> _Directions for this task_
Count the lines in the records below that contain the word "surface". Reply with the number only.

> _Working data_
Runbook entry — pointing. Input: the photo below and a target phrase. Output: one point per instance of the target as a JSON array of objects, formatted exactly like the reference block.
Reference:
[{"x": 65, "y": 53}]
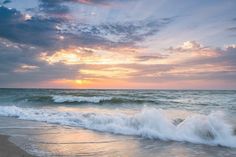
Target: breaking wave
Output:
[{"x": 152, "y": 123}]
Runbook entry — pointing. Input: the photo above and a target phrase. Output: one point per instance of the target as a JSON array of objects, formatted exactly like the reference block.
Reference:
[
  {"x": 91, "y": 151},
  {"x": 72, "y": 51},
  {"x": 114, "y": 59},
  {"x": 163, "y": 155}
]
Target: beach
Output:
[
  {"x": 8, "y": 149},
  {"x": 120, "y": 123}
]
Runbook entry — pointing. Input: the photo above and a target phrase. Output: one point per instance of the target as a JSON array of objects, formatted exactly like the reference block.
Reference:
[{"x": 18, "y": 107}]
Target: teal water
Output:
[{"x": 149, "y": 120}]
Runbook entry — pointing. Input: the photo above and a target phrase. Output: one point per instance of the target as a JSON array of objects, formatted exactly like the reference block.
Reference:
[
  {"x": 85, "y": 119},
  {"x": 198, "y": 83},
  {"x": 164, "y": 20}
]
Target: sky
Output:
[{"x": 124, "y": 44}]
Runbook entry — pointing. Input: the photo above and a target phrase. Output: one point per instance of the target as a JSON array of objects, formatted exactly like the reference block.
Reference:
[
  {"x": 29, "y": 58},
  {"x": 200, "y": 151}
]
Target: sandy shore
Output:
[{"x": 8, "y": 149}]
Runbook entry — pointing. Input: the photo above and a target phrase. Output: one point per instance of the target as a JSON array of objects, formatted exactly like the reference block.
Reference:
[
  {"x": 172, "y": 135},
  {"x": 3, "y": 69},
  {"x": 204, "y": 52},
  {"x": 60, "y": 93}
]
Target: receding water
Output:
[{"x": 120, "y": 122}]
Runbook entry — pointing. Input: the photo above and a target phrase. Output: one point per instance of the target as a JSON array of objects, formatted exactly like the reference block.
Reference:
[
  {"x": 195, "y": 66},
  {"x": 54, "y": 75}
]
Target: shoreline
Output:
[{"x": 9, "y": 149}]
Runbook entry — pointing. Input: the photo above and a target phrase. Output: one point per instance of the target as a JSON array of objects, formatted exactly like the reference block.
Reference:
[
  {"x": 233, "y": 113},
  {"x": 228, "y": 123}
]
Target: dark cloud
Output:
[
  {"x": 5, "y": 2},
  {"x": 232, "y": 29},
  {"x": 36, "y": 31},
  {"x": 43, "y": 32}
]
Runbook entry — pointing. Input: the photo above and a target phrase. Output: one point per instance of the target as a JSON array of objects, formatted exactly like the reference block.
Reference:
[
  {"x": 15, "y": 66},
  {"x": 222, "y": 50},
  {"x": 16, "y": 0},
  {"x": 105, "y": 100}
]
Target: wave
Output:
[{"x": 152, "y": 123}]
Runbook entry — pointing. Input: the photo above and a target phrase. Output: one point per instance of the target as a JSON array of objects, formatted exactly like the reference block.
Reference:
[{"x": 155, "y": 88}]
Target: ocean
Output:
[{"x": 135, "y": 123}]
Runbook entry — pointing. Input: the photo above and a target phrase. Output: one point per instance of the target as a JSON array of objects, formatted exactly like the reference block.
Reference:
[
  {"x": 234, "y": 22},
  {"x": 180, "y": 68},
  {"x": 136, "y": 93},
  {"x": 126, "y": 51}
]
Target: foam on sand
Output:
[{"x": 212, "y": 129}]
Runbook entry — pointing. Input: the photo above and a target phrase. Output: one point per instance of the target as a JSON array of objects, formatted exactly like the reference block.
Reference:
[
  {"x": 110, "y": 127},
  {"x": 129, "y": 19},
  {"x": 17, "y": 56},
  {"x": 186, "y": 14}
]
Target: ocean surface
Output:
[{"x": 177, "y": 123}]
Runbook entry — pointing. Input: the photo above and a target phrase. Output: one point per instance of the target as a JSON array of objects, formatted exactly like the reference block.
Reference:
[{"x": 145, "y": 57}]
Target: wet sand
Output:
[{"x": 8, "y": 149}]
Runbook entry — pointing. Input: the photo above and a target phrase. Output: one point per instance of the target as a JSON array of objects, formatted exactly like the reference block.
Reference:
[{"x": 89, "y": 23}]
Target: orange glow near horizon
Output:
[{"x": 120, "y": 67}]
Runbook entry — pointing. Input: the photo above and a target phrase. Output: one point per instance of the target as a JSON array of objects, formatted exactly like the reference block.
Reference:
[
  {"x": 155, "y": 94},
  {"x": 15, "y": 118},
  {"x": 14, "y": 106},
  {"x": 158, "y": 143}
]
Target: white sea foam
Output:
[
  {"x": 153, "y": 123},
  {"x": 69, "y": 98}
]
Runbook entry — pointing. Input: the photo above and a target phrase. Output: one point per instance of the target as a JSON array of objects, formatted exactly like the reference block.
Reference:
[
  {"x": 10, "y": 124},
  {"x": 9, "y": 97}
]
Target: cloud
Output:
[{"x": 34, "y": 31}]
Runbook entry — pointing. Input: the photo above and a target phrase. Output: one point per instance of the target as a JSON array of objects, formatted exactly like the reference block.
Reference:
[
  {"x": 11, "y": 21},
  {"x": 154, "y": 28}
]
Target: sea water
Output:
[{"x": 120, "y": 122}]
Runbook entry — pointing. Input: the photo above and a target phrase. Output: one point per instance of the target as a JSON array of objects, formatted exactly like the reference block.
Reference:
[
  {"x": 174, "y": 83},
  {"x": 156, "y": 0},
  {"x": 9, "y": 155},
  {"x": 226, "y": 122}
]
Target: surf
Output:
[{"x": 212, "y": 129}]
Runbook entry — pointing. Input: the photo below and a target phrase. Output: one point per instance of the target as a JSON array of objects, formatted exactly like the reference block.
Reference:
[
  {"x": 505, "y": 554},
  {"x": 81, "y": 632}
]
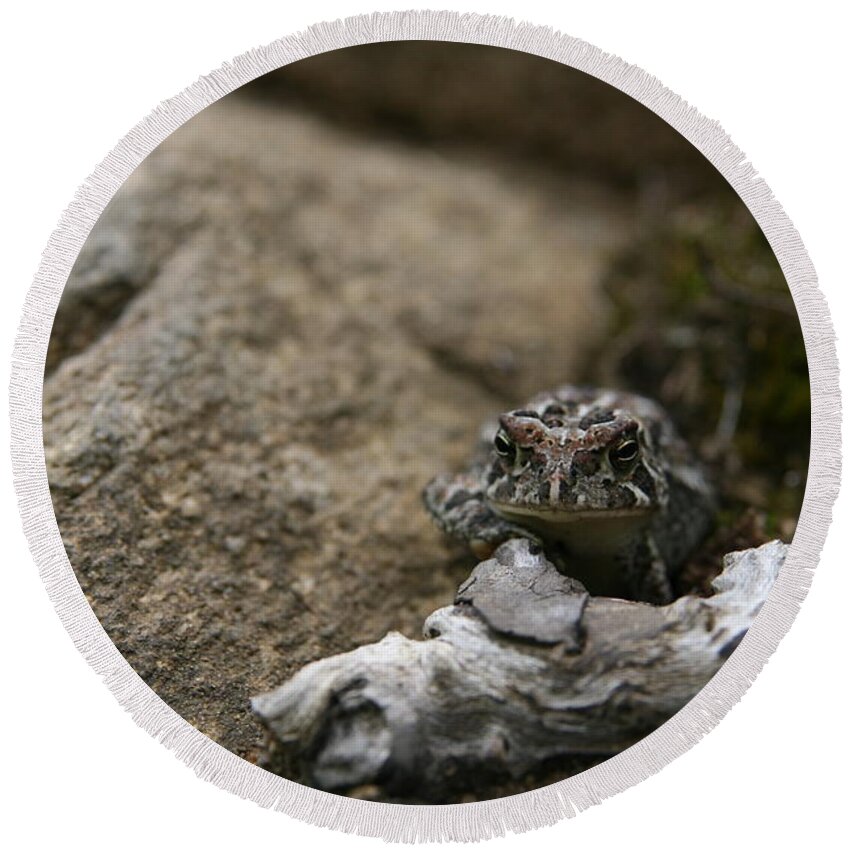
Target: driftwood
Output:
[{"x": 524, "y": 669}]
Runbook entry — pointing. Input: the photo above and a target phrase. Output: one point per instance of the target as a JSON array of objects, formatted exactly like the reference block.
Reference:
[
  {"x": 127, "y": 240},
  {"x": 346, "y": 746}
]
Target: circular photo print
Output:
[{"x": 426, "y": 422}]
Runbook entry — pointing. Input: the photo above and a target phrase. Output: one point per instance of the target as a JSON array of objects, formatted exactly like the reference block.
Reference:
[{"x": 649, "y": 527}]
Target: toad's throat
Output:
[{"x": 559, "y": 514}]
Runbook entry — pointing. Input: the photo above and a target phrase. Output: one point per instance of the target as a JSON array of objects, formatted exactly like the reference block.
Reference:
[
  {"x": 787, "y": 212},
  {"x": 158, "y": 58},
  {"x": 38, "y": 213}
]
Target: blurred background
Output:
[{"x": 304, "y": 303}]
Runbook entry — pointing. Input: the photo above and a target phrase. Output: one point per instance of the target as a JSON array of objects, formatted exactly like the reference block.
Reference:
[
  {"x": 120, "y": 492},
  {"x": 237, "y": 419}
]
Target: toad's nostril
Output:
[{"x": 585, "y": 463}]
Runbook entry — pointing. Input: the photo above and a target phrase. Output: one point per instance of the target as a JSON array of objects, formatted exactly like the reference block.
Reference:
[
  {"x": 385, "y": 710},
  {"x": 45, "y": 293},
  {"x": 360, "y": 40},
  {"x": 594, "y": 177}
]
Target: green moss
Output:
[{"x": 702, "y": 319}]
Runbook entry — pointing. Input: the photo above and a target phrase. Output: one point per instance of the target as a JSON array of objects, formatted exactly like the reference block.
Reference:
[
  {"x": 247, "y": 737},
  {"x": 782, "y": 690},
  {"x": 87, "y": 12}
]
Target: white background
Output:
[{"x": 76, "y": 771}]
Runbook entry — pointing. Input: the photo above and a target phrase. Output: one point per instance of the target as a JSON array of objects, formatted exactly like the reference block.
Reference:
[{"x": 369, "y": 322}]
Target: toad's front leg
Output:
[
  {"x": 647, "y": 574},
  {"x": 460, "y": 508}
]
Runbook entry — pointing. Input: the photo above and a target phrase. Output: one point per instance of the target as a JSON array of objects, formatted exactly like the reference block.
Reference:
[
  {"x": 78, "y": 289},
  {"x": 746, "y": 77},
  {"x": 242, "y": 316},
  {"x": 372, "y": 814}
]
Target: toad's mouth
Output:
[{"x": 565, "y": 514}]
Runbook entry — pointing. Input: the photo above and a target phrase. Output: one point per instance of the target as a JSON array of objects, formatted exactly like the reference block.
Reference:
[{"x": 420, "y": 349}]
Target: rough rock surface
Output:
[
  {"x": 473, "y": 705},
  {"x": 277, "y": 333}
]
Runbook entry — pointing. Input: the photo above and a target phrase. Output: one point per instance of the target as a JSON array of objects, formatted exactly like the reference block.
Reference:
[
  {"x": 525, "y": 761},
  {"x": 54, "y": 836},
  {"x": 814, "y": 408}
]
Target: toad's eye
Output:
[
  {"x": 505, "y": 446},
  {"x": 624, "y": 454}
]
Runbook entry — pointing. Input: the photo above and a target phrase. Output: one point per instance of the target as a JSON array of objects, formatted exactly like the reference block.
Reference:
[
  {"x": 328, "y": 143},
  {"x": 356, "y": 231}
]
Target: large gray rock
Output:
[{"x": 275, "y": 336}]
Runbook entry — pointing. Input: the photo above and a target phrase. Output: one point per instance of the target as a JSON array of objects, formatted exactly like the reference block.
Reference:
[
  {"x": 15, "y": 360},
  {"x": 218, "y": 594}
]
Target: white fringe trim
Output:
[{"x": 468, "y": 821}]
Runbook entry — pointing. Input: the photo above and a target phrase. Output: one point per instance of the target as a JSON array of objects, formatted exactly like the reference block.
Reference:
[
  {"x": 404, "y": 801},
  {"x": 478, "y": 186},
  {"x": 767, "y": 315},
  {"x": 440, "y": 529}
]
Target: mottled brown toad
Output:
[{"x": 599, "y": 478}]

--

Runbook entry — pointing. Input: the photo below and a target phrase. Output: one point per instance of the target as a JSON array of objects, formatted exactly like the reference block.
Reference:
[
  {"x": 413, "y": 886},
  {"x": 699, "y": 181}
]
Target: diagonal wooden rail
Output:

> _The reply_
2